**WORK REQUIRED:**
If a record contains a picture, skip the picture and transcribe the rest exactly.

Referring expression pointing data:
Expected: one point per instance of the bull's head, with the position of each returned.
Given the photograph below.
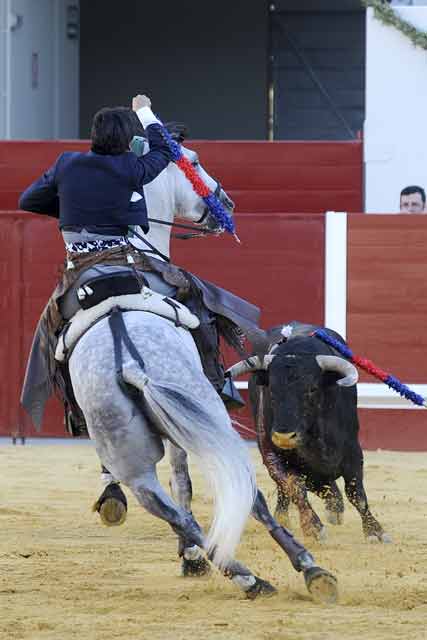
(303, 390)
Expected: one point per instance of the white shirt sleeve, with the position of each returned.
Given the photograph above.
(147, 117)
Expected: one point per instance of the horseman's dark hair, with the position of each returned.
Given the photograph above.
(407, 191)
(113, 130)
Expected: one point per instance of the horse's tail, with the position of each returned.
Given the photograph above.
(224, 460)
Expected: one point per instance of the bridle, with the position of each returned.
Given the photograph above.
(196, 232)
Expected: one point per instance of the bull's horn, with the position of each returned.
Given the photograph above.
(267, 360)
(244, 366)
(340, 365)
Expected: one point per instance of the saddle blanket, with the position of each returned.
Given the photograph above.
(147, 300)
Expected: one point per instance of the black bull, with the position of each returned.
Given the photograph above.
(307, 428)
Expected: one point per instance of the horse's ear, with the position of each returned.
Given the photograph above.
(178, 130)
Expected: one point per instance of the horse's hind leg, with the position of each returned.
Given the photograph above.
(112, 503)
(321, 584)
(193, 561)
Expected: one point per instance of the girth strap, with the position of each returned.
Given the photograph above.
(120, 335)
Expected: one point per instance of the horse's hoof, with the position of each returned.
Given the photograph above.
(334, 517)
(322, 585)
(260, 588)
(195, 568)
(283, 519)
(112, 506)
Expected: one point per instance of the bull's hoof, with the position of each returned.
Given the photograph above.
(377, 538)
(319, 535)
(112, 506)
(322, 585)
(260, 588)
(195, 568)
(283, 518)
(334, 517)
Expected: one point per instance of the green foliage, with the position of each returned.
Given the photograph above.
(384, 12)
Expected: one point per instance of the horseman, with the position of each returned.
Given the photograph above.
(98, 199)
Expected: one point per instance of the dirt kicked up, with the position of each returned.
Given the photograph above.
(65, 576)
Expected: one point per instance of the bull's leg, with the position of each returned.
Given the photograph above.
(334, 503)
(282, 506)
(320, 583)
(112, 503)
(356, 494)
(311, 524)
(193, 561)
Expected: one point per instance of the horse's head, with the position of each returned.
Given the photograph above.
(171, 195)
(188, 204)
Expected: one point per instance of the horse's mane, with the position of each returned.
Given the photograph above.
(178, 130)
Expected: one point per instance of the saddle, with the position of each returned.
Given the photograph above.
(99, 290)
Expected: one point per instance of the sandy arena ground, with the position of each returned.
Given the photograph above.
(65, 576)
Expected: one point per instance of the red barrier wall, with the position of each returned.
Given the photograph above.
(262, 177)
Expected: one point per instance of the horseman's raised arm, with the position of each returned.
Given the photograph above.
(42, 195)
(147, 167)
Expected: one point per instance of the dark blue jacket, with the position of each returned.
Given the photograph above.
(92, 190)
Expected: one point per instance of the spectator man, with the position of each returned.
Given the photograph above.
(413, 200)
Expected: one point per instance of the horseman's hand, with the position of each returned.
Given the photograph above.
(140, 101)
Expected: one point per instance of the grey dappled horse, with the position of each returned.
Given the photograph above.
(162, 393)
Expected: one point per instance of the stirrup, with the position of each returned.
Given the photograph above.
(230, 395)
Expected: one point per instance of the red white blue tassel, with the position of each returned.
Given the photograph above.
(224, 220)
(371, 368)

**RESPONSE BOX:**
Expected: one point per instance of the bull's head, with the position of each returned.
Given the photograph below.
(303, 390)
Expected: one point per instance of the white shirt sleeve, with the position of each returned.
Given the photograph above.
(147, 117)
Expected: one point per instance of the horseman's dark hair, with the position of each returned.
Given the photograph above.
(407, 191)
(113, 130)
Expected: one point per instance of the horse's tail, with the position of each returned.
Given the photograph above.
(224, 460)
Expected: one point per instance of the bridle, with the position of each returned.
Given the photograph above.
(196, 232)
Expected: one point per instance of the bull's horn, with the position of each returned.
Given the photograph above.
(267, 360)
(244, 366)
(340, 365)
Expected: one point per instance of the saddle blanket, with the position of each returned.
Given the photograph above.
(147, 300)
Expected: one point per instance of the black bull, with the position of each returned.
Given the photograph above.
(307, 428)
Expected: one point per instance of the horse's ear, with the position of each returned.
Given the photograph above.
(178, 130)
Expected: one point per instance of the horse's hind leg, with the position of each returned.
Given the photograph above.
(112, 503)
(321, 584)
(193, 561)
Expected: one point per instance of the girth strap, with the position of each returned.
Given the photograph above.
(120, 335)
Expected: one point per instance of the horse's hoof, with the position of each returned.
Given the photograph above.
(334, 517)
(322, 585)
(260, 588)
(195, 568)
(283, 519)
(112, 506)
Expected: one point per instance of the bull's hoof, with the position of each returned.
Given the photograph above.
(377, 538)
(319, 535)
(112, 506)
(322, 585)
(260, 588)
(195, 568)
(283, 518)
(334, 517)
Expected: one point per instance of the green foliage, with the position of each returned.
Given the photograph above.
(384, 12)
Expected: one point per instance of the horseman, with the position of each returned.
Given the photograph above.
(98, 199)
Expected: one point per instance of the dirt kicked up, with the position of each returned.
Given the photograph above.
(65, 576)
Expected: one point per instance of the bull's leg, with the position of each returned.
Given the photograph above.
(334, 503)
(282, 506)
(320, 583)
(112, 503)
(356, 494)
(311, 524)
(193, 561)
Expected: one point per instance of the horse's head, with the position of each returned.
Given the photograph above.
(171, 195)
(188, 204)
Expected: one point per instance of the horse's mane, with the position of each returned.
Given the photograph above.
(178, 130)
Expected: one point per instance of the saddle, with the position of each returned.
Given the photograph above.
(99, 290)
Expected: one point per instance of the sandy arena ground, with the position of each returned.
Given the photograph above.
(65, 576)
Expected: one point per instance of the red barrier wall, with the position of each returned.
Given the photograph above.
(262, 177)
Expected: one point per instance of the horseman's raised arm, with the position of each returned.
Given the photograph above.
(42, 195)
(147, 167)
Expected: one point per instance of the dark blue jacket, with the position of each returned.
Given the photograph above.
(92, 190)
Expected: one point per instance of the spectator man, with the position of each returned.
Given the photograph above.
(413, 200)
Expected: one point per instance of the horseman's hand, with the position of each returned.
Given the photograph above.
(140, 101)
Expected: one point per instance of the grey dappled horse, with the position of each returned.
Given the photograph above.
(162, 393)
Expected: one point per instance of the stirrup, with the position of each returned.
Given the photograph above.
(230, 395)
Expected: one point per instance of the red white blue tassel, with the position of each returned.
Given the photograph above.
(224, 220)
(371, 368)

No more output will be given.